*Aim of the task*
Repeat the following entries verbatim, apart from the pictures.

*Extracted data*

————

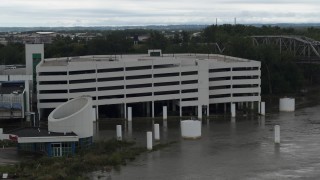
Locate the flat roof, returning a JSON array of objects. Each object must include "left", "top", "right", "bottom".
[
  {"left": 6, "top": 127, "right": 77, "bottom": 137},
  {"left": 41, "top": 53, "right": 254, "bottom": 67}
]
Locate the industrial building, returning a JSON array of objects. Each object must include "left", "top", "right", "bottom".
[{"left": 30, "top": 46, "right": 261, "bottom": 119}]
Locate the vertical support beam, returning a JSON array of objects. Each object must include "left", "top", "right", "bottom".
[
  {"left": 274, "top": 125, "right": 280, "bottom": 144},
  {"left": 258, "top": 101, "right": 261, "bottom": 114},
  {"left": 147, "top": 131, "right": 153, "bottom": 150},
  {"left": 179, "top": 100, "right": 182, "bottom": 117},
  {"left": 116, "top": 125, "right": 122, "bottom": 141},
  {"left": 260, "top": 102, "right": 265, "bottom": 116},
  {"left": 92, "top": 107, "right": 96, "bottom": 122},
  {"left": 198, "top": 105, "right": 202, "bottom": 119},
  {"left": 231, "top": 103, "right": 236, "bottom": 118},
  {"left": 24, "top": 80, "right": 30, "bottom": 121},
  {"left": 154, "top": 124, "right": 160, "bottom": 141},
  {"left": 146, "top": 101, "right": 151, "bottom": 117},
  {"left": 207, "top": 105, "right": 209, "bottom": 117},
  {"left": 120, "top": 104, "right": 124, "bottom": 118},
  {"left": 124, "top": 103, "right": 127, "bottom": 119},
  {"left": 251, "top": 102, "right": 254, "bottom": 110},
  {"left": 128, "top": 107, "right": 132, "bottom": 121},
  {"left": 279, "top": 38, "right": 282, "bottom": 55},
  {"left": 96, "top": 105, "right": 99, "bottom": 120},
  {"left": 152, "top": 101, "right": 155, "bottom": 118},
  {"left": 163, "top": 106, "right": 167, "bottom": 120},
  {"left": 172, "top": 100, "right": 176, "bottom": 112}
]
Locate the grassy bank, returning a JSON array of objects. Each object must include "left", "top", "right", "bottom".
[{"left": 0, "top": 139, "right": 175, "bottom": 179}]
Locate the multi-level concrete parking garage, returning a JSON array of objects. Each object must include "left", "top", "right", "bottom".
[{"left": 30, "top": 47, "right": 261, "bottom": 119}]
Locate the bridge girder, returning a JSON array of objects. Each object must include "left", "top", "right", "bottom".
[{"left": 251, "top": 35, "right": 320, "bottom": 63}]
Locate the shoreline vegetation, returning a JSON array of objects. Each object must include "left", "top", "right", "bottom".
[{"left": 0, "top": 139, "right": 176, "bottom": 179}]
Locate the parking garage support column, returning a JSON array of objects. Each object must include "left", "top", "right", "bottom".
[
  {"left": 124, "top": 103, "right": 127, "bottom": 119},
  {"left": 198, "top": 105, "right": 202, "bottom": 119},
  {"left": 96, "top": 106, "right": 99, "bottom": 120},
  {"left": 152, "top": 101, "right": 155, "bottom": 118},
  {"left": 147, "top": 101, "right": 151, "bottom": 117},
  {"left": 179, "top": 102, "right": 182, "bottom": 117}
]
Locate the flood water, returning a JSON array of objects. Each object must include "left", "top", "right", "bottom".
[{"left": 93, "top": 93, "right": 320, "bottom": 179}]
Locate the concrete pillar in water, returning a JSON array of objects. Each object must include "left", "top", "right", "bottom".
[
  {"left": 146, "top": 101, "right": 151, "bottom": 117},
  {"left": 274, "top": 125, "right": 280, "bottom": 144},
  {"left": 116, "top": 125, "right": 122, "bottom": 141},
  {"left": 154, "top": 124, "right": 160, "bottom": 141},
  {"left": 163, "top": 106, "right": 167, "bottom": 120},
  {"left": 179, "top": 101, "right": 182, "bottom": 117},
  {"left": 147, "top": 131, "right": 153, "bottom": 150},
  {"left": 120, "top": 104, "right": 124, "bottom": 118},
  {"left": 128, "top": 121, "right": 132, "bottom": 138},
  {"left": 260, "top": 102, "right": 265, "bottom": 116},
  {"left": 172, "top": 100, "right": 176, "bottom": 112},
  {"left": 198, "top": 105, "right": 202, "bottom": 119},
  {"left": 251, "top": 102, "right": 254, "bottom": 110},
  {"left": 95, "top": 105, "right": 99, "bottom": 120},
  {"left": 92, "top": 107, "right": 96, "bottom": 122},
  {"left": 231, "top": 103, "right": 236, "bottom": 118},
  {"left": 163, "top": 119, "right": 168, "bottom": 130},
  {"left": 258, "top": 101, "right": 261, "bottom": 114},
  {"left": 260, "top": 116, "right": 265, "bottom": 129},
  {"left": 279, "top": 98, "right": 295, "bottom": 112},
  {"left": 128, "top": 107, "right": 132, "bottom": 121}
]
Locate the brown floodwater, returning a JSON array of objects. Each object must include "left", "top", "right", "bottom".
[{"left": 91, "top": 88, "right": 320, "bottom": 179}]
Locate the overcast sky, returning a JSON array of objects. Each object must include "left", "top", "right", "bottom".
[{"left": 0, "top": 0, "right": 319, "bottom": 27}]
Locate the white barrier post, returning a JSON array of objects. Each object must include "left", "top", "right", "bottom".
[
  {"left": 261, "top": 102, "right": 265, "bottom": 116},
  {"left": 147, "top": 131, "right": 153, "bottom": 150},
  {"left": 231, "top": 103, "right": 236, "bottom": 118},
  {"left": 274, "top": 125, "right": 280, "bottom": 144},
  {"left": 116, "top": 125, "right": 122, "bottom": 141},
  {"left": 128, "top": 107, "right": 132, "bottom": 121},
  {"left": 163, "top": 106, "right": 167, "bottom": 120},
  {"left": 279, "top": 98, "right": 295, "bottom": 112},
  {"left": 154, "top": 124, "right": 160, "bottom": 141}
]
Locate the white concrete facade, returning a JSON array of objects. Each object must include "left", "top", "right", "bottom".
[
  {"left": 25, "top": 44, "right": 44, "bottom": 76},
  {"left": 48, "top": 96, "right": 94, "bottom": 138},
  {"left": 36, "top": 53, "right": 261, "bottom": 118}
]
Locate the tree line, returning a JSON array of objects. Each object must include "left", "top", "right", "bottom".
[{"left": 1, "top": 24, "right": 319, "bottom": 94}]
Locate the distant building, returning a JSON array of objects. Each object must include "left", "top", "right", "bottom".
[{"left": 0, "top": 37, "right": 8, "bottom": 45}]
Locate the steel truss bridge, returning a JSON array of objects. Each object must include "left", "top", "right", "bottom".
[{"left": 251, "top": 35, "right": 320, "bottom": 64}]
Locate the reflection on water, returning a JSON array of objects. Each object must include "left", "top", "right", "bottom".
[{"left": 90, "top": 102, "right": 320, "bottom": 180}]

————

*Solution to the exercise*
Locate the flat roof, returning a JSON array of objects. Each object must include "left", "top", "right", "bottom".
[
  {"left": 6, "top": 127, "right": 77, "bottom": 137},
  {"left": 41, "top": 53, "right": 254, "bottom": 67}
]
Locate the industrial building, returning a JSON array of objects. Each object must include "left", "top", "right", "bottom".
[{"left": 30, "top": 46, "right": 261, "bottom": 119}]
Locate the vertical support beam, returning a JSON array of objects. Each object must include "left", "top", "right", "bottom".
[
  {"left": 274, "top": 125, "right": 280, "bottom": 144},
  {"left": 258, "top": 101, "right": 261, "bottom": 114},
  {"left": 147, "top": 131, "right": 153, "bottom": 150},
  {"left": 179, "top": 100, "right": 182, "bottom": 117},
  {"left": 116, "top": 125, "right": 122, "bottom": 141},
  {"left": 260, "top": 102, "right": 265, "bottom": 116},
  {"left": 92, "top": 107, "right": 96, "bottom": 122},
  {"left": 198, "top": 105, "right": 202, "bottom": 119},
  {"left": 231, "top": 103, "right": 236, "bottom": 118},
  {"left": 24, "top": 80, "right": 30, "bottom": 121},
  {"left": 154, "top": 124, "right": 160, "bottom": 141},
  {"left": 146, "top": 101, "right": 151, "bottom": 117},
  {"left": 207, "top": 105, "right": 209, "bottom": 117},
  {"left": 120, "top": 104, "right": 124, "bottom": 118},
  {"left": 124, "top": 103, "right": 127, "bottom": 119},
  {"left": 251, "top": 102, "right": 254, "bottom": 110},
  {"left": 128, "top": 107, "right": 132, "bottom": 121},
  {"left": 279, "top": 38, "right": 282, "bottom": 55},
  {"left": 96, "top": 105, "right": 99, "bottom": 120},
  {"left": 152, "top": 101, "right": 155, "bottom": 118},
  {"left": 163, "top": 106, "right": 167, "bottom": 120},
  {"left": 172, "top": 100, "right": 176, "bottom": 112}
]
Locate the grassy bank, returning a JSON array of objects. Each object must include "left", "top", "right", "bottom".
[{"left": 0, "top": 139, "right": 175, "bottom": 179}]
Locate the multi-level concrete parking garage, returning a JSON array of objects. Each object must include "left", "top", "right", "bottom".
[{"left": 30, "top": 47, "right": 261, "bottom": 119}]
Locate the bridge girder, returning a JSON array of objects. Each object must include "left", "top", "right", "bottom".
[{"left": 251, "top": 35, "right": 320, "bottom": 63}]
Locate the shoreline vegetation, returning a JSON array of objects. Each object must include "left", "top", "right", "bottom".
[{"left": 0, "top": 139, "right": 176, "bottom": 179}]
Locate the parking garage support column, returning a JSON array of objects. Each object must include "left", "top", "right", "bottom".
[
  {"left": 124, "top": 103, "right": 127, "bottom": 119},
  {"left": 198, "top": 105, "right": 202, "bottom": 119},
  {"left": 96, "top": 106, "right": 99, "bottom": 120},
  {"left": 152, "top": 101, "right": 155, "bottom": 118},
  {"left": 147, "top": 101, "right": 151, "bottom": 117},
  {"left": 179, "top": 102, "right": 182, "bottom": 117}
]
Locate the flood water, returning a JSON array of objects. Each object must include "left", "top", "right", "bottom".
[{"left": 93, "top": 93, "right": 320, "bottom": 179}]
Locate the concrete pillar in water, returning a JSON array of objects. Each object must include "left", "top", "right", "bottom".
[
  {"left": 146, "top": 101, "right": 151, "bottom": 117},
  {"left": 274, "top": 125, "right": 280, "bottom": 144},
  {"left": 116, "top": 125, "right": 122, "bottom": 141},
  {"left": 154, "top": 124, "right": 160, "bottom": 141},
  {"left": 163, "top": 106, "right": 167, "bottom": 120},
  {"left": 179, "top": 101, "right": 182, "bottom": 117},
  {"left": 147, "top": 131, "right": 153, "bottom": 150},
  {"left": 120, "top": 104, "right": 124, "bottom": 118},
  {"left": 128, "top": 121, "right": 132, "bottom": 138},
  {"left": 260, "top": 102, "right": 265, "bottom": 116},
  {"left": 172, "top": 100, "right": 176, "bottom": 112},
  {"left": 198, "top": 105, "right": 202, "bottom": 119},
  {"left": 251, "top": 102, "right": 254, "bottom": 110},
  {"left": 95, "top": 105, "right": 99, "bottom": 120},
  {"left": 92, "top": 107, "right": 96, "bottom": 122},
  {"left": 231, "top": 103, "right": 236, "bottom": 118},
  {"left": 163, "top": 119, "right": 168, "bottom": 130},
  {"left": 258, "top": 101, "right": 261, "bottom": 114},
  {"left": 260, "top": 116, "right": 265, "bottom": 129},
  {"left": 279, "top": 98, "right": 295, "bottom": 112},
  {"left": 128, "top": 107, "right": 132, "bottom": 121}
]
Locate the brown floodwater, returning a JSON array of objects. Each object must include "left", "top", "right", "bottom".
[{"left": 91, "top": 88, "right": 320, "bottom": 179}]
Locate the overcast sky, returning a JSON array of objects. Each object must include "left", "top", "right", "bottom".
[{"left": 0, "top": 0, "right": 319, "bottom": 27}]
Locate the white barrier post, returning a JSON array of objects. Each object must include "left", "top", "right", "bottom".
[
  {"left": 261, "top": 102, "right": 265, "bottom": 116},
  {"left": 147, "top": 131, "right": 153, "bottom": 150},
  {"left": 231, "top": 103, "right": 236, "bottom": 118},
  {"left": 274, "top": 125, "right": 280, "bottom": 144},
  {"left": 116, "top": 125, "right": 122, "bottom": 141},
  {"left": 128, "top": 107, "right": 132, "bottom": 121},
  {"left": 163, "top": 106, "right": 167, "bottom": 120},
  {"left": 279, "top": 98, "right": 295, "bottom": 112},
  {"left": 154, "top": 124, "right": 160, "bottom": 141}
]
Locate the white concrete facade, returning a JSON array of objects. Each object must include "left", "top", "right", "bottom".
[
  {"left": 25, "top": 44, "right": 44, "bottom": 76},
  {"left": 48, "top": 96, "right": 94, "bottom": 138},
  {"left": 36, "top": 53, "right": 261, "bottom": 118}
]
Locate the tree line, returning a JSON array of objects. Each object must include "left", "top", "right", "bottom".
[{"left": 1, "top": 24, "right": 319, "bottom": 94}]
Locate the distant building, returning a JSON array of objects. Each object must include "left", "top", "right", "bottom".
[{"left": 0, "top": 37, "right": 8, "bottom": 45}]
Locate the steel truss bridge, returning a JSON array of objects. Each object must include "left", "top", "right", "bottom".
[{"left": 251, "top": 35, "right": 320, "bottom": 64}]
Locate the reflection on water, returning a JSON array of objects. Each object must include "left", "top", "right", "bottom".
[{"left": 90, "top": 102, "right": 320, "bottom": 180}]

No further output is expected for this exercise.